▶ Material for the task:
::::

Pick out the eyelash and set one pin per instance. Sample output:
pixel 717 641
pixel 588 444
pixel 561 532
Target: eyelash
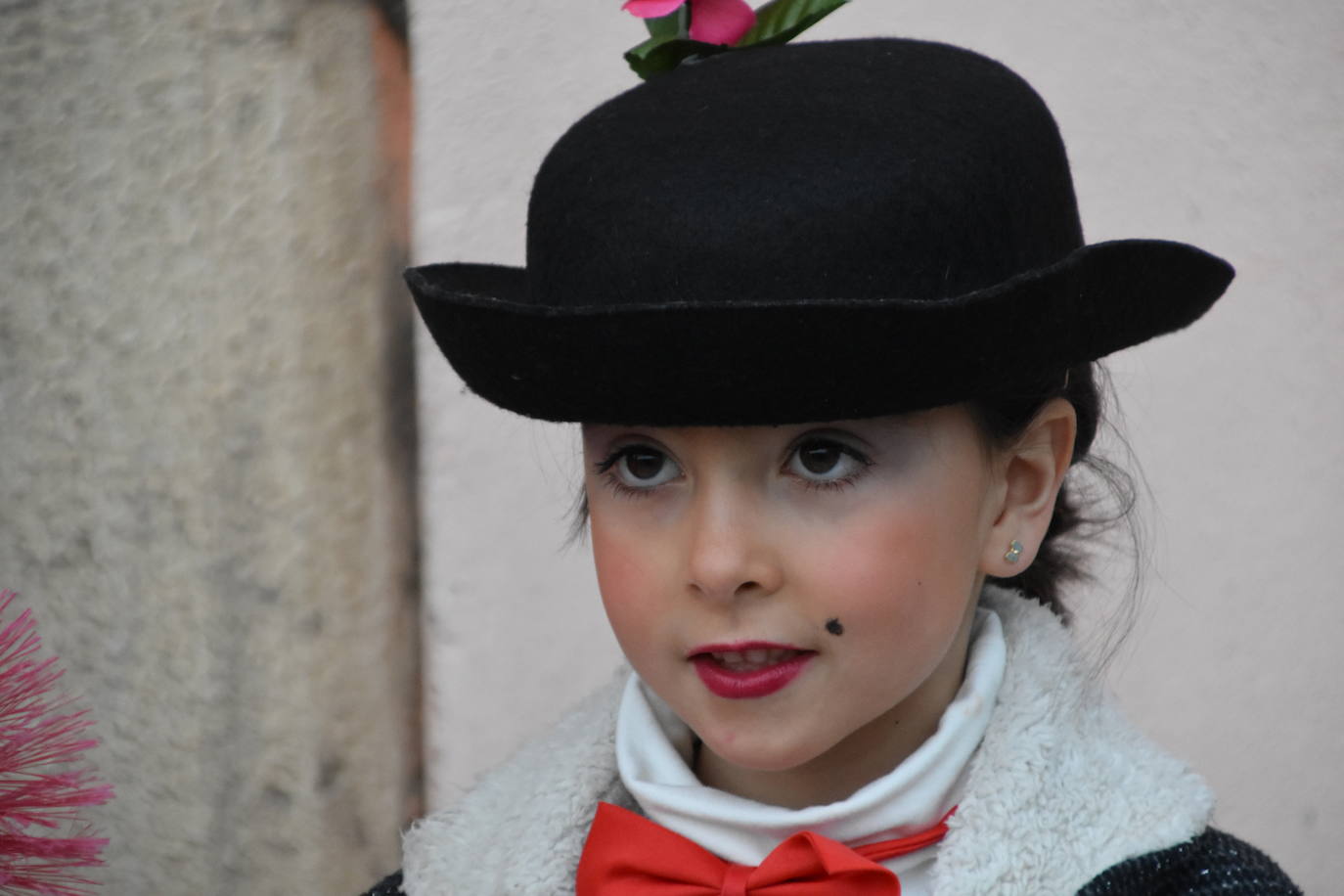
pixel 604 468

::::

▶ Exercise directions:
Without including any pictures, return every line of the records exactly.

▶ Exercise result:
Pick out the eyelash and set one pin per instance. Sample output:
pixel 717 641
pixel 588 444
pixel 561 532
Target: eyelash
pixel 604 468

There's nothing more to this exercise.